[PAGE]
------------------------------------------------
# primary fermenter question



## chrisber (Dec 20, 2008)

Hello, I just purchased a wine making kit. I have a question. With the primary fermenter, the directions say to after adding the ingredients, snap on the lid and attach the air lock. The kit that I received the lid has no space for an air lock. What can I do to get around this. I put all the ingredients in today and just put the lid on. Will this be okay? or do i need the airlock?


----------



## Wade E (Dec 20, 2008)

You need to take the lid off as onc fermentation begins it makes C02 and that gas needs to escape and the wine needs 02 during primary fermentation for the yeast to multiply. Kits have you snap the lid on with an airlock and that way does work fine as thats what I do and have never had a problem and Im on kit #200 or more, You will need to drill a 1" in the top using a forstner bit(drill Bit, do not use a spade bit as it will tear up your lid) and then buy a #2 drilled rubber bung and insert airlock in there, it works much better then the lids with a rubber gromet anyway so cosider this a blessing as all the primaries I bought had leaks where the grommets were installed so I had to redrill them an thats tough when there is already a hole there.
------------------------------------------------
[DATA FOR PROCESSING]
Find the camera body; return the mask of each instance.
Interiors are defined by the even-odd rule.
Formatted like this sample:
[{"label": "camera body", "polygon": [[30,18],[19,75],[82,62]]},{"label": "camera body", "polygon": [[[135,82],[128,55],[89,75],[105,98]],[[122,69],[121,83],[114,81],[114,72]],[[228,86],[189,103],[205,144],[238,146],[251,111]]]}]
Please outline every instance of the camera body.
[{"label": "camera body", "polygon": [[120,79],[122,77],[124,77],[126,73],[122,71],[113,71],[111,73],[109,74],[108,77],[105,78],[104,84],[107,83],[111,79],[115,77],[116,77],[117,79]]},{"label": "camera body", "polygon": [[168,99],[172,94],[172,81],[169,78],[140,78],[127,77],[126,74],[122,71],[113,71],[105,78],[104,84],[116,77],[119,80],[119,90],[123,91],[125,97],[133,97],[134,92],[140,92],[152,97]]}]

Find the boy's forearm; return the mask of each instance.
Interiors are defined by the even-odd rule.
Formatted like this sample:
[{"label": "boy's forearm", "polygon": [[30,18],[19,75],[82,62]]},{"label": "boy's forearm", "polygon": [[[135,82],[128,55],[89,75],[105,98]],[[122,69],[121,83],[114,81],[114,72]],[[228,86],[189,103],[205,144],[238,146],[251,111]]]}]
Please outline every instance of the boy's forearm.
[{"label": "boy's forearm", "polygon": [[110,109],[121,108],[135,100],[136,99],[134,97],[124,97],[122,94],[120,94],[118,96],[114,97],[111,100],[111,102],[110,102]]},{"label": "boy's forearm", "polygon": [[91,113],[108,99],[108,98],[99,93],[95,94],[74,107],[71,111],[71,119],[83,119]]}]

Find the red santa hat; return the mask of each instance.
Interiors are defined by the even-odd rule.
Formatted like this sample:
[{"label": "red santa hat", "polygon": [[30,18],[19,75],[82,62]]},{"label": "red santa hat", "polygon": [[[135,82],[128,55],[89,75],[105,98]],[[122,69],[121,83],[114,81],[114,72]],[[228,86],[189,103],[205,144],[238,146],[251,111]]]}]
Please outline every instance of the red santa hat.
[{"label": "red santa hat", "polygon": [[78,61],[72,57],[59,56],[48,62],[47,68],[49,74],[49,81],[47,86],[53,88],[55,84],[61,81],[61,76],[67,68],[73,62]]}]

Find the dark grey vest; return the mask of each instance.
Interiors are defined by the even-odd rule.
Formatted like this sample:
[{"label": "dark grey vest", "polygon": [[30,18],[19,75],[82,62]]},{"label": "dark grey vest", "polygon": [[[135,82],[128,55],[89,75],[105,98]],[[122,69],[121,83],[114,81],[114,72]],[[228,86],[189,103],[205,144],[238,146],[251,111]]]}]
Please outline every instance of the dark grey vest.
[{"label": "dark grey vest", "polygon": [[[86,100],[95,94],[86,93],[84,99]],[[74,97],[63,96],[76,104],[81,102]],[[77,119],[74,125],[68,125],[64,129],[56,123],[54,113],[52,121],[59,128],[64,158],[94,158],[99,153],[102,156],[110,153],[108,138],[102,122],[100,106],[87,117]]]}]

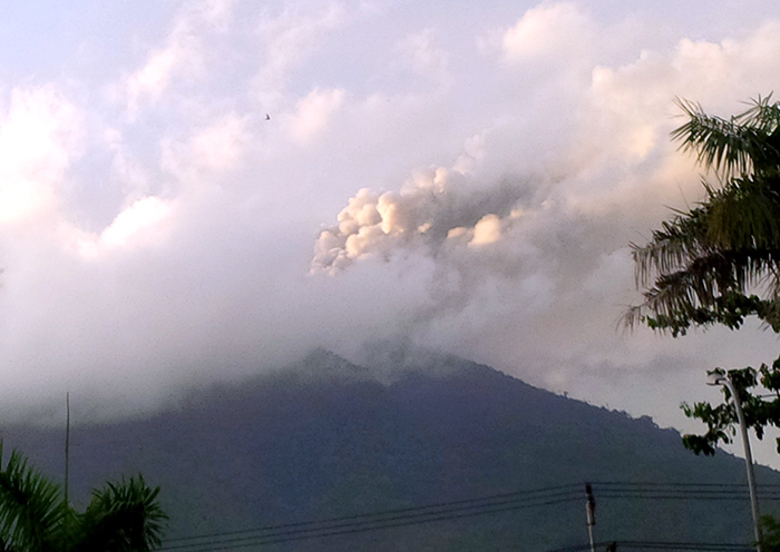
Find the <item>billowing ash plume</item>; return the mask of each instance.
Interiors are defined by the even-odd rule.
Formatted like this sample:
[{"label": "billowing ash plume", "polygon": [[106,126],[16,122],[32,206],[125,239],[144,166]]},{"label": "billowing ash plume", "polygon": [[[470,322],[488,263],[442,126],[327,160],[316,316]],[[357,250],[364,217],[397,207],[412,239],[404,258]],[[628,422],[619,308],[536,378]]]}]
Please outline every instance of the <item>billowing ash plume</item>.
[{"label": "billowing ash plume", "polygon": [[406,249],[436,255],[447,243],[480,247],[500,239],[527,195],[517,183],[475,189],[468,177],[440,167],[416,175],[400,191],[363,188],[320,233],[312,272],[334,274],[361,258],[389,259]]}]

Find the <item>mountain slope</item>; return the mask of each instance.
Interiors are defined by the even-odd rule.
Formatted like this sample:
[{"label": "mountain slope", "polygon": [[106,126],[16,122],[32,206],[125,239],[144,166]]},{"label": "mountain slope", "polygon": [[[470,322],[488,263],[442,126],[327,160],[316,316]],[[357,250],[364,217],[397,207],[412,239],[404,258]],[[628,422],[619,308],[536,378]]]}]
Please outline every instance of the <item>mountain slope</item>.
[{"label": "mountain slope", "polygon": [[[61,473],[61,432],[6,427],[3,438],[45,471]],[[213,548],[177,538],[431,503],[450,504],[440,516],[451,518],[486,510],[460,501],[520,490],[547,491],[494,506],[511,509],[505,512],[262,550],[579,545],[587,542],[586,481],[596,494],[599,540],[745,543],[751,535],[744,499],[691,500],[685,487],[674,487],[676,499],[641,500],[635,486],[611,485],[709,482],[743,492],[741,460],[696,457],[683,450],[677,433],[649,418],[554,395],[452,357],[367,368],[318,352],[241,385],[193,393],[145,420],[74,427],[70,450],[75,501],[120,474],[142,472],[162,485],[172,516],[169,545],[183,552]],[[780,476],[762,469],[759,483],[780,484]],[[501,500],[508,499],[493,503]],[[475,510],[464,510],[468,504]],[[419,521],[403,516],[420,512],[393,514],[393,524]],[[248,544],[256,542],[233,544],[254,550]]]}]

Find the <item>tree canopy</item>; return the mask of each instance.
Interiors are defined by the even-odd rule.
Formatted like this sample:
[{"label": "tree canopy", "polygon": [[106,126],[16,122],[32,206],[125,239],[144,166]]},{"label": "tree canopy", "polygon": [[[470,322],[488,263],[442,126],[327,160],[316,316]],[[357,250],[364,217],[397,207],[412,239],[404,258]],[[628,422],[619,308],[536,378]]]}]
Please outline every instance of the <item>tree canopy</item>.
------------------------------------------------
[TO DO]
a - Print the whole primary fermenter thread word for word.
b - Output, word for word, only the entries' lines from the line with "Find the <item>mountain" to the line with "Please outline every instance of the <item>mountain", with both of those lines included.

[RESULTS FOR EACH TASK]
a -
# primary fermenter question



## chrisber (Dec 20, 2008)

Hello, I just purchased a wine making kit. I have a question. With the primary fermenter, the directions say to after adding the ingredients, snap on the lid and attach the air lock. The kit that I received the lid has no space for an air lock. What can I do to get around this. I put all the ingredients in today and just put the lid on. Will this be okay? or do i need the airlock?


----------



## Wade E (Dec 20, 2008)

You need to take the lid off as onc fermentation begins it makes C02 and that gas needs to escape and the wine needs 02 during primary fermentation for the yeast to multiply. Kits have you snap the lid on with an airlock and that way does work fine as thats what I do and have never had a problem and Im on kit #200 or more, You will need to drill a 1" in the top using a forstner bit(drill Bit, do not use a spade bit as it will tear up your lid) and then buy a #2 drilled rubber bung and insert airlock in there, it works much better then the lids with a rubber gromet anyway so cosider this a blessing as all the primaries I bought had leaks where the grommets were installed so I had to redrill them an thats tough when there is already a hole there.

b -
Find the <item>mountain slope</item>; return the mask of each instance.
Interiors are defined by the even-odd rule.
Formatted like this sample:
[{"label": "mountain slope", "polygon": [[106,126],[16,122],[32,206],[125,239],[144,166]]},{"label": "mountain slope", "polygon": [[[470,322],[488,263],[442,126],[327,160],[316,316]],[[357,250],[364,217],[397,207],[412,239],[404,258]],[[628,422],[619,308],[536,378]]]}]
Please outline every instance of the <item>mountain slope</item>.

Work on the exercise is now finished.